* **Record excerpts**
▶

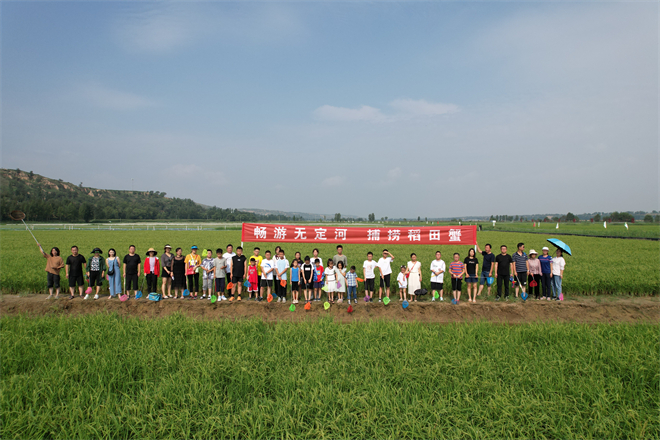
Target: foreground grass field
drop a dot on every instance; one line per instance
(599, 265)
(111, 377)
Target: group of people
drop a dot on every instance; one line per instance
(229, 275)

◀

* **Written exercise**
Convert the listing above into a numbered list with one line per item, skipping any blank lines. Include every line of the listing except the pictures.

* **Finished exercise**
1. Target: foreground grass field
2. drop a dot on every instance; one line per instance
3. (599, 265)
4. (111, 377)
5. Target: group of people
6. drop a dot on every instance; one line per instance
7. (229, 275)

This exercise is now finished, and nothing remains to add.